--- start of Data listing ---
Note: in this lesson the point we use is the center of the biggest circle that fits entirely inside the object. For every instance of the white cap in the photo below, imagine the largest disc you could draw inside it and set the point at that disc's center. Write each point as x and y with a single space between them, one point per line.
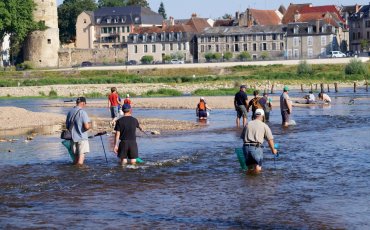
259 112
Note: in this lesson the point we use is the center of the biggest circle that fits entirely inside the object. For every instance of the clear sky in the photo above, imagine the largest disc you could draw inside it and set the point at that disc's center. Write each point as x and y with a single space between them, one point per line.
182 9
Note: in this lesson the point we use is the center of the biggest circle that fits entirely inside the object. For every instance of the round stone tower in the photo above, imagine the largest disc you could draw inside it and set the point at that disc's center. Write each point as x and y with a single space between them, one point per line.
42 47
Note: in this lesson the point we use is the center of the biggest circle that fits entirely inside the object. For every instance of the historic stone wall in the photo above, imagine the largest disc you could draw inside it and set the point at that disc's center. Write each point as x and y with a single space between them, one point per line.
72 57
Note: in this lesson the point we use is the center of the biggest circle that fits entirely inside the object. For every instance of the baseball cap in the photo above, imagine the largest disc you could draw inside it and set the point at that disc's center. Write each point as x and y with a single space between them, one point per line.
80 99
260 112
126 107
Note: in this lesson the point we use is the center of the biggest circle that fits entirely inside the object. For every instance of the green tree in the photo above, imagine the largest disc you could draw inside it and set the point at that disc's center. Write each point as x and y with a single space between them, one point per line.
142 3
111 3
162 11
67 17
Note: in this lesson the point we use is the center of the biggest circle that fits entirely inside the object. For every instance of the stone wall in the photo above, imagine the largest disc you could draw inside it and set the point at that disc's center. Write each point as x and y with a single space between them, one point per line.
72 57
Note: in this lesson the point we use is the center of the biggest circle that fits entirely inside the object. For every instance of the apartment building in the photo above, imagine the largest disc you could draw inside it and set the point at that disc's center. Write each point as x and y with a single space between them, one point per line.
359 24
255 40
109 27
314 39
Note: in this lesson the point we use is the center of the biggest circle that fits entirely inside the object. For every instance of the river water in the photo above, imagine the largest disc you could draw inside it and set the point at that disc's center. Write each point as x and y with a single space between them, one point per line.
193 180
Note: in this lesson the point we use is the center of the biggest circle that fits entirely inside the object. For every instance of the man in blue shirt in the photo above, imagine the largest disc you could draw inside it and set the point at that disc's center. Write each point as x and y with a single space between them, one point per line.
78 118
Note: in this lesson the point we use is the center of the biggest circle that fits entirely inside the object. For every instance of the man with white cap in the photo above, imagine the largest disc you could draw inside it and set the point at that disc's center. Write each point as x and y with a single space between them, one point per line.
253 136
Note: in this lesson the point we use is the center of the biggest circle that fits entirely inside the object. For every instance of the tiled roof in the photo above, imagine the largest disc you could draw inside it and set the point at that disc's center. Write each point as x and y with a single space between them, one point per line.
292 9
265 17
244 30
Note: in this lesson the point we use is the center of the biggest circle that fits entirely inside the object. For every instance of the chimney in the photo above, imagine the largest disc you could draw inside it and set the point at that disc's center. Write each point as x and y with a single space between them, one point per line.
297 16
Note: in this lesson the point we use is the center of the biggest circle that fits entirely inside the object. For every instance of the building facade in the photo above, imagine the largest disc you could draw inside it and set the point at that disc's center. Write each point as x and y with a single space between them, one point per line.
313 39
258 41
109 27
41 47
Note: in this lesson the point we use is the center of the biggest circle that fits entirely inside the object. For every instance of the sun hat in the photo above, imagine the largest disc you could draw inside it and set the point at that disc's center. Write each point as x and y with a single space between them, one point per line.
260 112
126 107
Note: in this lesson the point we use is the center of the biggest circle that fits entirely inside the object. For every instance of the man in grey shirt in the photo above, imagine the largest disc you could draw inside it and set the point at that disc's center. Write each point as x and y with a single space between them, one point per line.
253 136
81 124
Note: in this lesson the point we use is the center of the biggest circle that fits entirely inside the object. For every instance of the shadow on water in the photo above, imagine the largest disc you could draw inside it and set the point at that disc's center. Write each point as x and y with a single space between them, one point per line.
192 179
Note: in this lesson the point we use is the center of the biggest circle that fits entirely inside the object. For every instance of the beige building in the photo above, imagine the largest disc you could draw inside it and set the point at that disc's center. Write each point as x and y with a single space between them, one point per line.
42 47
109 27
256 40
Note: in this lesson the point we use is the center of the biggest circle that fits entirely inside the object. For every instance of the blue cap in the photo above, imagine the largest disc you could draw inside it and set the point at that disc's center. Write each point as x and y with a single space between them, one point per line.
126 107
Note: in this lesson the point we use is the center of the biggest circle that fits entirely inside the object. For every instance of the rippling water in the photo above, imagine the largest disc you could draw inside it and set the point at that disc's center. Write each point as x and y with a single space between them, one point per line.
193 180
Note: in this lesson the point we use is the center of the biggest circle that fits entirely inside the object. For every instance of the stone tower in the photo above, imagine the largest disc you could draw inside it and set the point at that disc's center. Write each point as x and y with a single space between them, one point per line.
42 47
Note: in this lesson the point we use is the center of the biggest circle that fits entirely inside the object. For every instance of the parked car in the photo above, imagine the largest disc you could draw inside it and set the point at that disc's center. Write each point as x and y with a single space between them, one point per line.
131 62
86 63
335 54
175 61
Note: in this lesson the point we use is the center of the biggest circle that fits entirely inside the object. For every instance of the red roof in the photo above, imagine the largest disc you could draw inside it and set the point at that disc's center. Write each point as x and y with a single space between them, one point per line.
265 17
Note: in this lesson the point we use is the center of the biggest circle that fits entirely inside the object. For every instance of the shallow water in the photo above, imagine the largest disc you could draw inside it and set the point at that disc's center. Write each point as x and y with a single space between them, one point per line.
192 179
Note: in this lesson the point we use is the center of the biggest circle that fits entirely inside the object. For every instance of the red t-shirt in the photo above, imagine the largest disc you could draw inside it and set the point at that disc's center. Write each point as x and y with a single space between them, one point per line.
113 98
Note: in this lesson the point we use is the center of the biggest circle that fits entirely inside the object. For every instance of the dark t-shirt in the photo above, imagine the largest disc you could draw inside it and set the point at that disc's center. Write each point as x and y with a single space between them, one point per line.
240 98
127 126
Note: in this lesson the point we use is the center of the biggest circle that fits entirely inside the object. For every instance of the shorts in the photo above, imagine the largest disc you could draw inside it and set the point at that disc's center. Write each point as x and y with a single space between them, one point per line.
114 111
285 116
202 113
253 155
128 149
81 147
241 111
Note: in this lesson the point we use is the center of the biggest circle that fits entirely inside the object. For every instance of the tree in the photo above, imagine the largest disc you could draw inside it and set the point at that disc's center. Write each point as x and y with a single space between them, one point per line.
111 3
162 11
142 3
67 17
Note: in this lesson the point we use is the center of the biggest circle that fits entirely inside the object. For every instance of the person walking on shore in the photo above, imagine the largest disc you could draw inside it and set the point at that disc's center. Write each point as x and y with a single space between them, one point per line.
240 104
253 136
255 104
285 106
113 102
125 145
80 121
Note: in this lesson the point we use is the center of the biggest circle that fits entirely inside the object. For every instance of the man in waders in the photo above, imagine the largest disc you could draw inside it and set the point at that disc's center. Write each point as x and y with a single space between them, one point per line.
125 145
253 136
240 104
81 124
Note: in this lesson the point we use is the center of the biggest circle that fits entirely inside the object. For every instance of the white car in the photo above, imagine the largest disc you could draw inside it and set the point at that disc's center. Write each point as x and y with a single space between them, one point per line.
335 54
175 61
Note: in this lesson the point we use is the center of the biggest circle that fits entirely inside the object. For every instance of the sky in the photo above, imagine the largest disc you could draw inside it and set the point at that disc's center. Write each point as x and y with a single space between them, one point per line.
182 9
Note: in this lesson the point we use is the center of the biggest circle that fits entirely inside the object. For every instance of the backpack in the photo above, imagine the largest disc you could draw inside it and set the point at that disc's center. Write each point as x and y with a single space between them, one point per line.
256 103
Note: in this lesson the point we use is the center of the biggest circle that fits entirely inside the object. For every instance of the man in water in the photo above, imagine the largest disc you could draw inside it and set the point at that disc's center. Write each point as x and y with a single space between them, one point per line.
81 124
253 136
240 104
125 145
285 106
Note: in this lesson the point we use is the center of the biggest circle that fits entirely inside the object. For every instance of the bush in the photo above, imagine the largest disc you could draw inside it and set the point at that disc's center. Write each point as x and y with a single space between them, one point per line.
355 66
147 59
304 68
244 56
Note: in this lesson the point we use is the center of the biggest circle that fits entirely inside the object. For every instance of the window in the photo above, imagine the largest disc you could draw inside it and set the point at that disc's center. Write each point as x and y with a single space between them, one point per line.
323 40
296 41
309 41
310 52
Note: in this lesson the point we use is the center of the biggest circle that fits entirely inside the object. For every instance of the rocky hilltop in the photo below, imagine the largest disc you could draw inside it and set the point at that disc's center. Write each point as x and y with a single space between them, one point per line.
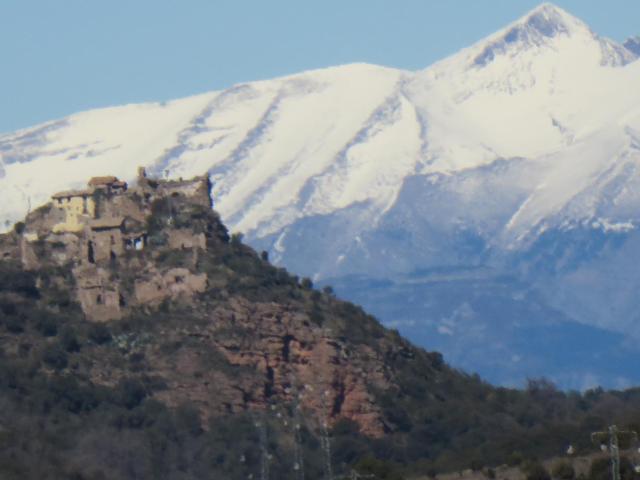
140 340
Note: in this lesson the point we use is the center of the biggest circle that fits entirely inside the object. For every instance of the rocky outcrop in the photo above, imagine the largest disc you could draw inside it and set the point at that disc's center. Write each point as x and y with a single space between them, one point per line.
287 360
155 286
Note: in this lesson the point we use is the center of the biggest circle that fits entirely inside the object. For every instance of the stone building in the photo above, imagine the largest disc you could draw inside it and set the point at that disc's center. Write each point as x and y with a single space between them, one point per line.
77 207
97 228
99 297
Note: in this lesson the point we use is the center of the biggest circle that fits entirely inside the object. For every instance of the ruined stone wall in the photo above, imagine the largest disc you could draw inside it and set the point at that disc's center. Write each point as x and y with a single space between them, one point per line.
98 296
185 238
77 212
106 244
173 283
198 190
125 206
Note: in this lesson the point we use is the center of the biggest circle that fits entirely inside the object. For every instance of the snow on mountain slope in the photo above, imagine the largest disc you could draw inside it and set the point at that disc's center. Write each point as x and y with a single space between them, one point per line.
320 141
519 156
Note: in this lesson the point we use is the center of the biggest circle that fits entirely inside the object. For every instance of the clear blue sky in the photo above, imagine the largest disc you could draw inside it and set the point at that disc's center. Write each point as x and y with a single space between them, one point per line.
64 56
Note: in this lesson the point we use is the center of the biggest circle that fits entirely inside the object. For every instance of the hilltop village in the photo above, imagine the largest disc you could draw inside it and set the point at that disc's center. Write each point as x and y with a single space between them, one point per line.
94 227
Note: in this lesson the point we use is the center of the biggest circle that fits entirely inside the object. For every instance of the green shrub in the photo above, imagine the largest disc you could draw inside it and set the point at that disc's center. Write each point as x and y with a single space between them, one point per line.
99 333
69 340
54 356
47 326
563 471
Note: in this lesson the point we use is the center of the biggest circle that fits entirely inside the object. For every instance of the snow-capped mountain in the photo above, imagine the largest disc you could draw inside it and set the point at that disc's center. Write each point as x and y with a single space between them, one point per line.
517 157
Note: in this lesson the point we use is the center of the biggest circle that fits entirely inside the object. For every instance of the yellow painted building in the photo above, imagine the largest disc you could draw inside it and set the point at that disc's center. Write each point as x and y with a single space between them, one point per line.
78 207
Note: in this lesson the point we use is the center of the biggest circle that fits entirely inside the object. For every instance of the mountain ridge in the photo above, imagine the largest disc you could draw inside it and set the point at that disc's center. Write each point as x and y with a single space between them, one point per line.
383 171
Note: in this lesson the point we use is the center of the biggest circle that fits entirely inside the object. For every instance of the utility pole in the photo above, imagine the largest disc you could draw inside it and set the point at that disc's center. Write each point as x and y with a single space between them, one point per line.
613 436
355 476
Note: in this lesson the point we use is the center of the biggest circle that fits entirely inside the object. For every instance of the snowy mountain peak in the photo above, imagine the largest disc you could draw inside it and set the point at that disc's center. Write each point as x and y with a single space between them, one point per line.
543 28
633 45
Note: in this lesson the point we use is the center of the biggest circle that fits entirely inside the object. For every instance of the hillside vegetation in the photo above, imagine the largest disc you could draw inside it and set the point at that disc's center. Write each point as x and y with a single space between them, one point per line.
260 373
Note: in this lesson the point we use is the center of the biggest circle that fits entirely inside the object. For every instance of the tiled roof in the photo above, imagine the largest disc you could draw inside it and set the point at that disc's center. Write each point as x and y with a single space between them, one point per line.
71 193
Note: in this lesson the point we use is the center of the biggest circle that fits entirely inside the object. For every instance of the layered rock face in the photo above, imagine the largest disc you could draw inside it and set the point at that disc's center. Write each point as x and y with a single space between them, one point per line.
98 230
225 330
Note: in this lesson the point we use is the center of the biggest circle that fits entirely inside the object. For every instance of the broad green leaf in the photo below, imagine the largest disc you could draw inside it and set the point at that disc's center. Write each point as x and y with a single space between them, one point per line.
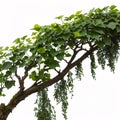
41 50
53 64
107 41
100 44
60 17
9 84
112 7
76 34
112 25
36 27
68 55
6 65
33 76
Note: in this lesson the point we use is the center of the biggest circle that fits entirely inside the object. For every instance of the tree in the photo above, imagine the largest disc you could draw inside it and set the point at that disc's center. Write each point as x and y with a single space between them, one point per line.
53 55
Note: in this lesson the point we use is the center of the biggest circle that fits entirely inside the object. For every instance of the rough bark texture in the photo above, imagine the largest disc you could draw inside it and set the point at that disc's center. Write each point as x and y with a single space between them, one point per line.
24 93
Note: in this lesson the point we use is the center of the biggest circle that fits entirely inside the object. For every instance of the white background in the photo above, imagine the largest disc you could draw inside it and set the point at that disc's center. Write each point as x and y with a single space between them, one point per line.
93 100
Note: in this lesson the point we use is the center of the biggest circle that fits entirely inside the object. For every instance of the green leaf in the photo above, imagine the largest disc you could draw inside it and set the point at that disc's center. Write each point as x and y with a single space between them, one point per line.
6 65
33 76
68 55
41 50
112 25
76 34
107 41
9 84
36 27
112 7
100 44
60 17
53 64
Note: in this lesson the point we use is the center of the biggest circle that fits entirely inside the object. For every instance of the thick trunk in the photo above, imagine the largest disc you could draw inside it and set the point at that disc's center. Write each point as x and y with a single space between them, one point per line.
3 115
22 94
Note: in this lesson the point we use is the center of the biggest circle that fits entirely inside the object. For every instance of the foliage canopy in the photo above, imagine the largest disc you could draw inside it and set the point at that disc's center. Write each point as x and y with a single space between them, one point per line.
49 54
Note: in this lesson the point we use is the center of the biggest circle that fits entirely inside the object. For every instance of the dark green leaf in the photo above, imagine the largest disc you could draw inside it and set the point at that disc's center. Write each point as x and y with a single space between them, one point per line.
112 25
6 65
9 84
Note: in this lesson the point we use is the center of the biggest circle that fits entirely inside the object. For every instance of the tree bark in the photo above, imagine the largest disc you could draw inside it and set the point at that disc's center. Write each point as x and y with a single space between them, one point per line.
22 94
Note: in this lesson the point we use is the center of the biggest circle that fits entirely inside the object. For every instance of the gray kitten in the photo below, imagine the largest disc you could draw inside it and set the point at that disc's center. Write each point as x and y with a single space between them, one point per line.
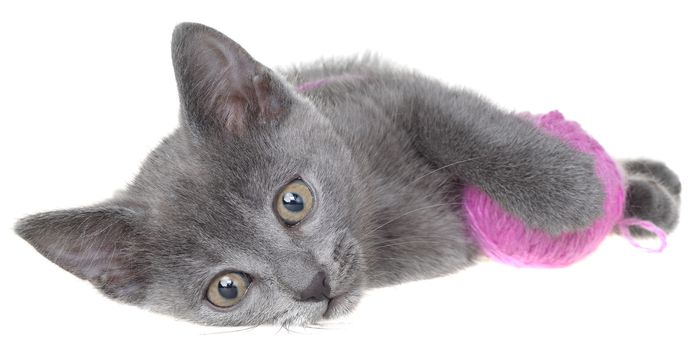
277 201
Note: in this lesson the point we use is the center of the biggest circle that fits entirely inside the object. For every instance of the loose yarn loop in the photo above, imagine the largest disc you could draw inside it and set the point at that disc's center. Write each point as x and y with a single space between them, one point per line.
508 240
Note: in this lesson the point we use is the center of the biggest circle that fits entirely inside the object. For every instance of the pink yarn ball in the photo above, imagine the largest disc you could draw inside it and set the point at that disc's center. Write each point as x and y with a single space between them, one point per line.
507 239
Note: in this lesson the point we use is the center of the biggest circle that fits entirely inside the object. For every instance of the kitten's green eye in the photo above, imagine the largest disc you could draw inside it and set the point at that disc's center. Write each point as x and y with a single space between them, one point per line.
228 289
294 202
--- end of Data listing ---
**Work to do:** Take the line with "of the kitten's" and all lines after it through the end of the records, and write them out exactly; include nothing else.

**Problem solution:**
Note: in this lesson the point we use is the center of the biggest circle that fits entirely inside the object. For every instance of the kitten's green eye in the photo above, imagine the largest disc you could draw inside it and set the point at that disc's center. Write each point as x and y with a single space between them, one point per line.
228 289
294 202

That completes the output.